Task prompt: From the line that contains "Query: snow-covered windshield" through the line that contains "Query: car body panel", output every line of the listing below exactly and leave out all the rest.

Exercise material:
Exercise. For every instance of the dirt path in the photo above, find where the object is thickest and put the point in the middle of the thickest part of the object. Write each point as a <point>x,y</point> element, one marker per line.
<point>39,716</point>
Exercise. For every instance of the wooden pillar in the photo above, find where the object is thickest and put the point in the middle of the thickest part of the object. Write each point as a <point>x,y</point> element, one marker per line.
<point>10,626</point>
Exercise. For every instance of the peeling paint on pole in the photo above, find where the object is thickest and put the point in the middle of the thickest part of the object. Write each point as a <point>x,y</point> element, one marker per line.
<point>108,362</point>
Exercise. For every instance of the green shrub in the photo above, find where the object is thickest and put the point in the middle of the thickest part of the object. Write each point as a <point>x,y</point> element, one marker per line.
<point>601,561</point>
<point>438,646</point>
---
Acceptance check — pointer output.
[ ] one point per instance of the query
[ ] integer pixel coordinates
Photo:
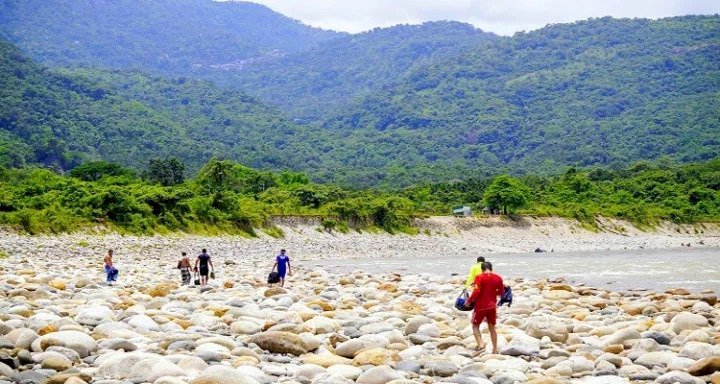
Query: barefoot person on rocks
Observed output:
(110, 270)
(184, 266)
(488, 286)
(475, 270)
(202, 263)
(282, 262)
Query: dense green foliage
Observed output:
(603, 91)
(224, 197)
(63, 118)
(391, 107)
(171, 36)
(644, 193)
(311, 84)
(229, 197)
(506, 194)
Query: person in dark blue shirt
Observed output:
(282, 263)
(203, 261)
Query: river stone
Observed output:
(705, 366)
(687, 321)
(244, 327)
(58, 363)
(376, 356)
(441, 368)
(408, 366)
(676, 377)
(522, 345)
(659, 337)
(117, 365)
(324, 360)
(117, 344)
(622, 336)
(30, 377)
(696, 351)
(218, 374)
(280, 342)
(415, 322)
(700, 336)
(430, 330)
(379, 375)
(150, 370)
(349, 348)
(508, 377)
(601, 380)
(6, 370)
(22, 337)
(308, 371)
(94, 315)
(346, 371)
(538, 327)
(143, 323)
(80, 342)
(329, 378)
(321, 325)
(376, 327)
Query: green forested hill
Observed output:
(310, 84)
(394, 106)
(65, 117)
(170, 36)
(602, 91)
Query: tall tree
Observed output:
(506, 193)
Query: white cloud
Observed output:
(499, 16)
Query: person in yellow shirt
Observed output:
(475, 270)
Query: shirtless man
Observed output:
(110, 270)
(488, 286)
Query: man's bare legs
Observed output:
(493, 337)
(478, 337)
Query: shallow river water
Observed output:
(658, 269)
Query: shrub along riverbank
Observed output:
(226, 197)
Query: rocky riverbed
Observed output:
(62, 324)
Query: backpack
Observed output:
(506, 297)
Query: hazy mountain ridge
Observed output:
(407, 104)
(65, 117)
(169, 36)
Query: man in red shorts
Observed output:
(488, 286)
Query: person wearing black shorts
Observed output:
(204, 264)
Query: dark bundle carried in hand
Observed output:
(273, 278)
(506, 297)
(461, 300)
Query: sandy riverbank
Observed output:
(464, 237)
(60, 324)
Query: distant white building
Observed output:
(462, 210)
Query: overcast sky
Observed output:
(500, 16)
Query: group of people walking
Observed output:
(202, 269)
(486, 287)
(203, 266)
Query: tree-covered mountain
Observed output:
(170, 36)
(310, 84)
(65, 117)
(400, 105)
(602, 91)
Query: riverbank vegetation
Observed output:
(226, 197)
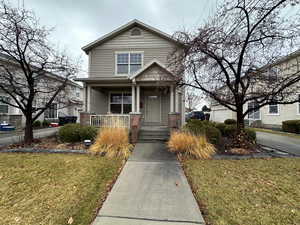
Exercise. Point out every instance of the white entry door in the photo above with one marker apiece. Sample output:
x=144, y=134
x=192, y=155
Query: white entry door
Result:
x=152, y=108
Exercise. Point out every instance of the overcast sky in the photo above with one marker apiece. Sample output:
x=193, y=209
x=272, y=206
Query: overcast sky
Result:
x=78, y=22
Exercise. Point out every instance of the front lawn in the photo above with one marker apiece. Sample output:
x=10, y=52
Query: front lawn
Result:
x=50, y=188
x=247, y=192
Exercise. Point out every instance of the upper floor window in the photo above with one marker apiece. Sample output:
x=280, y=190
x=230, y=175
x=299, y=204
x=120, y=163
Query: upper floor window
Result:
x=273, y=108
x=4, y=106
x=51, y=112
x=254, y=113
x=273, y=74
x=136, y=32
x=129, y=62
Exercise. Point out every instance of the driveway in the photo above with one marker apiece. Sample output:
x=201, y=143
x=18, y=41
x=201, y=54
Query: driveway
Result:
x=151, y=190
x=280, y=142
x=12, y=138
* * *
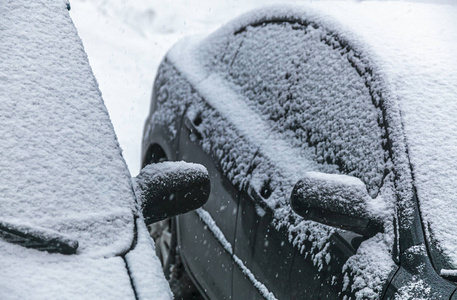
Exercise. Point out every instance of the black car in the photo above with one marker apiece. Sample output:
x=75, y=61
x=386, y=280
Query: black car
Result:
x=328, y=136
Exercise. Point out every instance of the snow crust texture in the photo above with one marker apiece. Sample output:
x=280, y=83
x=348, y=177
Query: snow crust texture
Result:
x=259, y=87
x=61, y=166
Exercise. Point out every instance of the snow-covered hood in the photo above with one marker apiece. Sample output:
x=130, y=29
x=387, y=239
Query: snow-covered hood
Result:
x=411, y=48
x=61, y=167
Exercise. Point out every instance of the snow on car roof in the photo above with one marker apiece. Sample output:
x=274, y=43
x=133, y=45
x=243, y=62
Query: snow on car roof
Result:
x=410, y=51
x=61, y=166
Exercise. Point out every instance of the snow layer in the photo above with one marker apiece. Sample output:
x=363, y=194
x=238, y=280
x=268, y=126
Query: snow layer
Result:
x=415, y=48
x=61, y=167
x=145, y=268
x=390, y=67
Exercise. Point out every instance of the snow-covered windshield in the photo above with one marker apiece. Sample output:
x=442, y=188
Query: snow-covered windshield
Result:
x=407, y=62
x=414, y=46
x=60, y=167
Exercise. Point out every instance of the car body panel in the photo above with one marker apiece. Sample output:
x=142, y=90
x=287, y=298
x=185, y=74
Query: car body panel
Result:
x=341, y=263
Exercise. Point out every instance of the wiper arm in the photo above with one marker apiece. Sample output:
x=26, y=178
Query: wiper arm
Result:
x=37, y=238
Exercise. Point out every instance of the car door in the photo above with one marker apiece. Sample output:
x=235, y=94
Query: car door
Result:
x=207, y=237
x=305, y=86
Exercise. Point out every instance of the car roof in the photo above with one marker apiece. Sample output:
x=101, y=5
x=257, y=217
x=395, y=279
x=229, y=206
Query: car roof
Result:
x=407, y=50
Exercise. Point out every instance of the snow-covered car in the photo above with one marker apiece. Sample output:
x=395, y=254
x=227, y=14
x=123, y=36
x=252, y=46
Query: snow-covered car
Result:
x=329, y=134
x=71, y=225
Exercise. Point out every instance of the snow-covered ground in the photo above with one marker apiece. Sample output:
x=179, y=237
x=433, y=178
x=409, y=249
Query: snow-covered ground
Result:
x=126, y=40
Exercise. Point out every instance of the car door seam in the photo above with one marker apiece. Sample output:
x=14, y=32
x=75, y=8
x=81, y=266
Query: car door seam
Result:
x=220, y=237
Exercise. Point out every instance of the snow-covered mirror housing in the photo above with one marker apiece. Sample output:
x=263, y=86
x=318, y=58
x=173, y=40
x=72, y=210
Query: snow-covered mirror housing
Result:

Written answer:
Query: snow-covered windshield
Result:
x=407, y=62
x=414, y=46
x=60, y=167
Exercise. Point out every instance of the car body panel in the photo above with one marker apiece. Sample output:
x=142, y=90
x=287, y=298
x=185, y=74
Query: car body panel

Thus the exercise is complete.